• _What to produce_: From the material beneath, pull every line with the word "query".

☆ ☆ ☆ ☆

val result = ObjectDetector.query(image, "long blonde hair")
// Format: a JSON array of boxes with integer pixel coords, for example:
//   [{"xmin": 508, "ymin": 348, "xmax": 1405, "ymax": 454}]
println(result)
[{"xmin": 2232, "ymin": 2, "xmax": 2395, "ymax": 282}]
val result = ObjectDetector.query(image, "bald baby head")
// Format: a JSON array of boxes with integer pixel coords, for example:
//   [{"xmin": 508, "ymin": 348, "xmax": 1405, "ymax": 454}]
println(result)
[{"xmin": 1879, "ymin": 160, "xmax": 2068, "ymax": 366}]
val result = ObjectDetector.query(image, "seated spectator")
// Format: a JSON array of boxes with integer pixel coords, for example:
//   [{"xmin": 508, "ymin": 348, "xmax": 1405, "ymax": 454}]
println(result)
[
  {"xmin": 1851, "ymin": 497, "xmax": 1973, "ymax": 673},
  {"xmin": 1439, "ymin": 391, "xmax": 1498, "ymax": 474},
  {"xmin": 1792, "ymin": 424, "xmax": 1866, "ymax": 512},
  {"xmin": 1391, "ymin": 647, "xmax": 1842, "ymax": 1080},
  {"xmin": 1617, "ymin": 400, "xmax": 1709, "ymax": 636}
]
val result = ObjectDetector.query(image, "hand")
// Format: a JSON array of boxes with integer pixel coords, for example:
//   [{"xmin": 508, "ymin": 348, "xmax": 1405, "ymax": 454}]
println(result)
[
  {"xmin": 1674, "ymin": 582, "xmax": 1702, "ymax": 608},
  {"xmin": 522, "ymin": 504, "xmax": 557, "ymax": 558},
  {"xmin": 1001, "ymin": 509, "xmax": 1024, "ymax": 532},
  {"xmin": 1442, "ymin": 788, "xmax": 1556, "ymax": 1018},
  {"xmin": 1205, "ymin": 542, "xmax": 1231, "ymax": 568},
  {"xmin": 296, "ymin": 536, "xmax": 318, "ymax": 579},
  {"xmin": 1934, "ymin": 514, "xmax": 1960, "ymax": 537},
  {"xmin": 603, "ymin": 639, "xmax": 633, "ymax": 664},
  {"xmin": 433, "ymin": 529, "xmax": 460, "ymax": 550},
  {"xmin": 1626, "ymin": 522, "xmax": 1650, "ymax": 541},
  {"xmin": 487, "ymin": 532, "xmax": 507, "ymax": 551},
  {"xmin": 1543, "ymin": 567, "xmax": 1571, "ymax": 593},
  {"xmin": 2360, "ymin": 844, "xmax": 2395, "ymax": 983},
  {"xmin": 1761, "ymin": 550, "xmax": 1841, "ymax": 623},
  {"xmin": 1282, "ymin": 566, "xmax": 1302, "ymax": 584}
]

☆ ☆ ☆ ☆

• _Response below_:
val result = ObjectDetector.query(image, "long blonde hair")
val result = ObjectDetector.query(image, "bald baby head")
val result = ObjectDetector.query(image, "seated spectator")
val result = ObjectDetector.query(image, "hand")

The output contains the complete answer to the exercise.